Your objective: Reproduce every line of the records below word for word, with the pictures left out of your answer.
┌─ Entries supplied
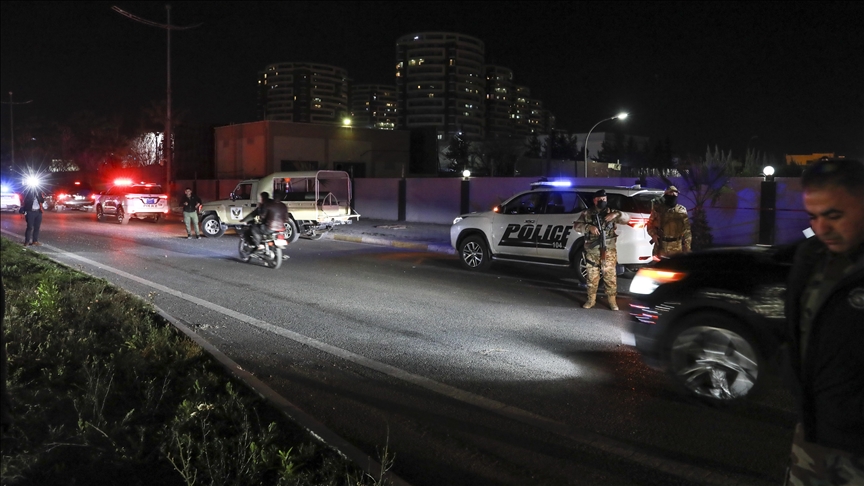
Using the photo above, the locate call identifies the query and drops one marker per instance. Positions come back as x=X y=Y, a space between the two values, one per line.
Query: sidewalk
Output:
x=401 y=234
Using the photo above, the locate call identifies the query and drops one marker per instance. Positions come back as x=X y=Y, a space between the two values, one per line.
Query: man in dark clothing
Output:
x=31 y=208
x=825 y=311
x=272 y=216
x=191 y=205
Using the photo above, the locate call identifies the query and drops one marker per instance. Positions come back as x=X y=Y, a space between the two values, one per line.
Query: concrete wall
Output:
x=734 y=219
└─
Answer for this exercise:
Using the photo above, the locate call identifies the query and drops one marker per instance. Positions come back as x=X y=Y, a space between the two values, one per line.
Query: sidewalk
Output:
x=401 y=234
Using the photo above, the locate call identifies the query and drops one marker per instance. Positions come back as x=X y=Y, a space between the two values, one per line.
Query: man in dark clothing
Output:
x=31 y=208
x=825 y=311
x=272 y=216
x=191 y=205
Using the photo above, the locate call identifies the query and drops one marker per instance. Positions come back as x=X y=Y, a space between the two values, one per line.
Query: concrete wall
Output:
x=734 y=219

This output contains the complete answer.